Problem description
Resize the part of the data below that opens with the line containing "class=player's forearm" and runs through the end of the data. Reproduce every line in that span, requests included, and multiply each bounding box coordinate by 0.9, rounding to whole numbers with halves rounded up.

+++ The records +++

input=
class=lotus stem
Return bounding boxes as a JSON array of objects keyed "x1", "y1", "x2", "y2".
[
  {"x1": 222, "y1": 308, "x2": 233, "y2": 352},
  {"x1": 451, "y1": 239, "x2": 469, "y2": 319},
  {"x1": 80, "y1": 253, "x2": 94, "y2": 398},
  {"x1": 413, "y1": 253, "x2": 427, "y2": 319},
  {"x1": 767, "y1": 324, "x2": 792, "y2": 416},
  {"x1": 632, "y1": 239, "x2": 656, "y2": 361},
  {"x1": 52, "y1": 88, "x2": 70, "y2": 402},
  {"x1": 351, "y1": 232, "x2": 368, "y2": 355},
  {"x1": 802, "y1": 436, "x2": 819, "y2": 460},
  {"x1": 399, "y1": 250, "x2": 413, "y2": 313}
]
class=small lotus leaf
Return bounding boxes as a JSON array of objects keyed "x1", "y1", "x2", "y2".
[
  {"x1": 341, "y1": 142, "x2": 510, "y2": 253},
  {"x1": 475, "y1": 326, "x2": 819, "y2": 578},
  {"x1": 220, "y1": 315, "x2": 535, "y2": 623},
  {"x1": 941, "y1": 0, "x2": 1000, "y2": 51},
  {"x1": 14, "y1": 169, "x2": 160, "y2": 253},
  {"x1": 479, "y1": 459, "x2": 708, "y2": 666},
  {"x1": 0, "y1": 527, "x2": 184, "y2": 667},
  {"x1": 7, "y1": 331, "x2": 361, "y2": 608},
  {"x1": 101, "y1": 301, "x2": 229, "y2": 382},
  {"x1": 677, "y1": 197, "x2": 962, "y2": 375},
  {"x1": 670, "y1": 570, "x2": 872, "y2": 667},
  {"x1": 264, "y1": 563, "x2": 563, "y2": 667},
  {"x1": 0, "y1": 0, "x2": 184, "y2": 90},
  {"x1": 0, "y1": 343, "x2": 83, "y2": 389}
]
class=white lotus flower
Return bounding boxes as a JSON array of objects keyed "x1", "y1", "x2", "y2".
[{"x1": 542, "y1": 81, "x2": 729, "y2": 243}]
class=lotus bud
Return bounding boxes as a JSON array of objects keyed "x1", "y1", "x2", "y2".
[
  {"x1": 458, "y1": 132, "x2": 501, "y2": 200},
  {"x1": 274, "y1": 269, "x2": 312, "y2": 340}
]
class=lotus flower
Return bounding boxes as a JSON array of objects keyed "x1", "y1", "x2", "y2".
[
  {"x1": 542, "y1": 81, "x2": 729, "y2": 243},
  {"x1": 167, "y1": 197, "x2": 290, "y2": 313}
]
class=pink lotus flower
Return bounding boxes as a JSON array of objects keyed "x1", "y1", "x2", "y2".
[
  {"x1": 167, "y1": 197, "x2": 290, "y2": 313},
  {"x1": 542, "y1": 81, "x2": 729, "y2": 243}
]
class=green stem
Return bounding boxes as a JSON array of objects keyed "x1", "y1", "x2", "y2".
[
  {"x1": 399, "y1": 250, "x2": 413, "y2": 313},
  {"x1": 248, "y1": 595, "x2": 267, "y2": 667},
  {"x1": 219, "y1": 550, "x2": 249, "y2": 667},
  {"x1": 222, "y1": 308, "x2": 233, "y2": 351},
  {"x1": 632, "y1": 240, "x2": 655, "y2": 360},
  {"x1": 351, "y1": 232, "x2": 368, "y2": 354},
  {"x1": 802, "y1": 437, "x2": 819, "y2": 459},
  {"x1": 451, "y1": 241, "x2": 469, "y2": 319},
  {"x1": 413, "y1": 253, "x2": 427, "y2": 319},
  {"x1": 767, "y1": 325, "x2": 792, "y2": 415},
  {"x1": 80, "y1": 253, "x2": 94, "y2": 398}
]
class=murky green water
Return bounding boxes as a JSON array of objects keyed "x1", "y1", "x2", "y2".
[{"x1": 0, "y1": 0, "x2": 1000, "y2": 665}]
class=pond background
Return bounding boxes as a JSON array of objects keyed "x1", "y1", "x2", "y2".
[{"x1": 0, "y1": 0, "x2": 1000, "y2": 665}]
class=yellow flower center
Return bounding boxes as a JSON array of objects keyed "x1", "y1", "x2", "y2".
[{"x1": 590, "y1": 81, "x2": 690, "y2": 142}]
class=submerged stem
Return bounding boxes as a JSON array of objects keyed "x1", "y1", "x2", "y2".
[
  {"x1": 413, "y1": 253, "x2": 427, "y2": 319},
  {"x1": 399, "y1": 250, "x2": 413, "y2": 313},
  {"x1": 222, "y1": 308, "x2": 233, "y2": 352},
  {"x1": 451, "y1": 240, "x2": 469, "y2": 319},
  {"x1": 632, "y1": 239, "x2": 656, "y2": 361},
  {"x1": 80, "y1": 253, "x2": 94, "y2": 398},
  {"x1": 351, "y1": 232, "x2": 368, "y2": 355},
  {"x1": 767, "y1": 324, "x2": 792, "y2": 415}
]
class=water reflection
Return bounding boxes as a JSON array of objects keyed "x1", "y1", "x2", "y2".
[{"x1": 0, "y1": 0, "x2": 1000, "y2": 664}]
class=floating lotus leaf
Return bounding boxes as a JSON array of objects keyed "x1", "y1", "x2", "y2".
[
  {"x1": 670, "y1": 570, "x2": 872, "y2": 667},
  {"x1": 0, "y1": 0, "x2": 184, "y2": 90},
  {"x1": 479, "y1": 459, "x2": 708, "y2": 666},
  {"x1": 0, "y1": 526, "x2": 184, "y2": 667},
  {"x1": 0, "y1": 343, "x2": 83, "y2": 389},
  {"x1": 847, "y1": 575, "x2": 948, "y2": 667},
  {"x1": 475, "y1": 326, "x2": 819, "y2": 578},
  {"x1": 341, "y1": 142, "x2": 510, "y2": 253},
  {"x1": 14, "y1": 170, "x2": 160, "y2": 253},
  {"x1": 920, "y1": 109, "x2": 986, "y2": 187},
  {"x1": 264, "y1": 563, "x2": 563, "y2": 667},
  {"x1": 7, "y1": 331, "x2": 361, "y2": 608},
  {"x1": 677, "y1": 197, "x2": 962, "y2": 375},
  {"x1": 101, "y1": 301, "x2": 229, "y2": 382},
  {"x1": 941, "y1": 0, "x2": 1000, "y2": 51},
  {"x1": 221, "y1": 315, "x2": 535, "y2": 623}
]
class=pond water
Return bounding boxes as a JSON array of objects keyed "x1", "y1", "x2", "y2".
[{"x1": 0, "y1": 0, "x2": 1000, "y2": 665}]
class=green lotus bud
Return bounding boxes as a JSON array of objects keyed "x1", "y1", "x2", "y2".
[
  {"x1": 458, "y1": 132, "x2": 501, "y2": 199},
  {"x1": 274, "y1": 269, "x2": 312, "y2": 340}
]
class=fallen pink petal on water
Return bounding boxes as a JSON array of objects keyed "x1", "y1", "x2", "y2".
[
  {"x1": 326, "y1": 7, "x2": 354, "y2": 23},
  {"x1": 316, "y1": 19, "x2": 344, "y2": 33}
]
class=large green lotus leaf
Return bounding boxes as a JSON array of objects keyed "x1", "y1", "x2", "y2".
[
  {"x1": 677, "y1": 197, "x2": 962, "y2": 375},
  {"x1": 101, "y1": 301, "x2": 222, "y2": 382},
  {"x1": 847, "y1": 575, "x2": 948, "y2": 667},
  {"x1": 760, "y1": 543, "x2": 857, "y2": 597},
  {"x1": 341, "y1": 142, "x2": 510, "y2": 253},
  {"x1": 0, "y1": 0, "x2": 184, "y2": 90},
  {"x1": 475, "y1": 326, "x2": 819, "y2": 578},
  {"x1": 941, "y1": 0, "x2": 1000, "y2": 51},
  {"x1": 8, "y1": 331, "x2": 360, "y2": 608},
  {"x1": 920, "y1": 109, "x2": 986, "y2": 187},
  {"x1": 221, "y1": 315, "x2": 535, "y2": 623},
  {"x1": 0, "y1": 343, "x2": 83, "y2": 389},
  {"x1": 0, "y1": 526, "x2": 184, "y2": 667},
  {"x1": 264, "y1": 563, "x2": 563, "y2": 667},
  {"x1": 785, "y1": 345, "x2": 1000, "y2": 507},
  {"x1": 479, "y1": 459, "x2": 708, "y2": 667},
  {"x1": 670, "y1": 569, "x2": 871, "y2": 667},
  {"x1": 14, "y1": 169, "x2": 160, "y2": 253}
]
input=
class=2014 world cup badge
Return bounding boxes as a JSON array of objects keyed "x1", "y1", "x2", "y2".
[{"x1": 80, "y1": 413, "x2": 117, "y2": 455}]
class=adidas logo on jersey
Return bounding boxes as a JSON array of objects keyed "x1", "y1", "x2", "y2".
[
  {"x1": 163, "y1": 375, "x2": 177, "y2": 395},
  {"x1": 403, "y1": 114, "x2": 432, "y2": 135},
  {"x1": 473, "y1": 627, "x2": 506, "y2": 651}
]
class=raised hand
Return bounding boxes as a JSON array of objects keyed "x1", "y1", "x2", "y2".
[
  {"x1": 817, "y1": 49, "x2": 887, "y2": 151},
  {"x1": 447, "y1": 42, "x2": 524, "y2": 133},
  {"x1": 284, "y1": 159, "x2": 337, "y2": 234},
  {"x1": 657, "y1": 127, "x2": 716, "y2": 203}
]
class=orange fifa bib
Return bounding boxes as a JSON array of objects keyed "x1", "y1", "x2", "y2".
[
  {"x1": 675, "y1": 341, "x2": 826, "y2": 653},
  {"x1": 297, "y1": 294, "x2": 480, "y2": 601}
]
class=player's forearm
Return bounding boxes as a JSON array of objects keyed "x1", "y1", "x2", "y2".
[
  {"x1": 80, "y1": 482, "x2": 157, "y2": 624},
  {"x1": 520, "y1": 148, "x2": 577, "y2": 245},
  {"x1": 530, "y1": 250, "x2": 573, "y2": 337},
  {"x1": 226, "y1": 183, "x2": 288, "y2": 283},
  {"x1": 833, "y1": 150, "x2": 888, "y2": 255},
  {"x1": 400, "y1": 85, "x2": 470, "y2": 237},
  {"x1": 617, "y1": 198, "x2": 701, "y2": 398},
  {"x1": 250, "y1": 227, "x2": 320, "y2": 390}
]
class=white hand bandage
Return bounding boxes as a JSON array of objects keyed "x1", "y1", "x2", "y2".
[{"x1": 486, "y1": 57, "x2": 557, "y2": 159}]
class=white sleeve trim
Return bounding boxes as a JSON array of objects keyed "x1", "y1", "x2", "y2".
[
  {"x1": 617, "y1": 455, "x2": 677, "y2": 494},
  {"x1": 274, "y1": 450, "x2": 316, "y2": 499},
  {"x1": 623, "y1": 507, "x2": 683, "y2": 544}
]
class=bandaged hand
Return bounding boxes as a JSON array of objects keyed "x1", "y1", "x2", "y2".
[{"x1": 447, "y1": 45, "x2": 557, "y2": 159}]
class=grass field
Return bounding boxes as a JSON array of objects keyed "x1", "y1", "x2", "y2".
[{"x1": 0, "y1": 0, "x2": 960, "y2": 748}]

+++

Result of this exercise
class=player's forearm
Return bounding boxes as a JSON array of objects keyed "x1", "y1", "x2", "y2".
[
  {"x1": 72, "y1": 434, "x2": 141, "y2": 562},
  {"x1": 468, "y1": 133, "x2": 519, "y2": 221},
  {"x1": 477, "y1": 225, "x2": 516, "y2": 303},
  {"x1": 203, "y1": 165, "x2": 259, "y2": 255},
  {"x1": 750, "y1": 135, "x2": 799, "y2": 230},
  {"x1": 360, "y1": 77, "x2": 423, "y2": 213},
  {"x1": 555, "y1": 178, "x2": 631, "y2": 358},
  {"x1": 225, "y1": 204, "x2": 288, "y2": 351}
]
class=white hand bandage
Return bounding boxes as a JSON array of objects keyed "x1", "y1", "x2", "y2".
[{"x1": 437, "y1": 51, "x2": 501, "y2": 143}]
class=white sleeve trim
Return bounding boxes as a JSON array of objects keyed "x1", "y1", "x2", "y2".
[
  {"x1": 555, "y1": 410, "x2": 609, "y2": 445},
  {"x1": 247, "y1": 405, "x2": 284, "y2": 449},
  {"x1": 561, "y1": 456, "x2": 615, "y2": 490}
]
class=bandaged hand
Return bounding boxes as a JSON array of objects keyed "x1", "y1", "x2", "y2".
[{"x1": 402, "y1": 41, "x2": 501, "y2": 143}]
class=grass field
Return bounding boxes as a JSON array of objects keyed "x1", "y1", "x2", "y2".
[{"x1": 0, "y1": 0, "x2": 864, "y2": 673}]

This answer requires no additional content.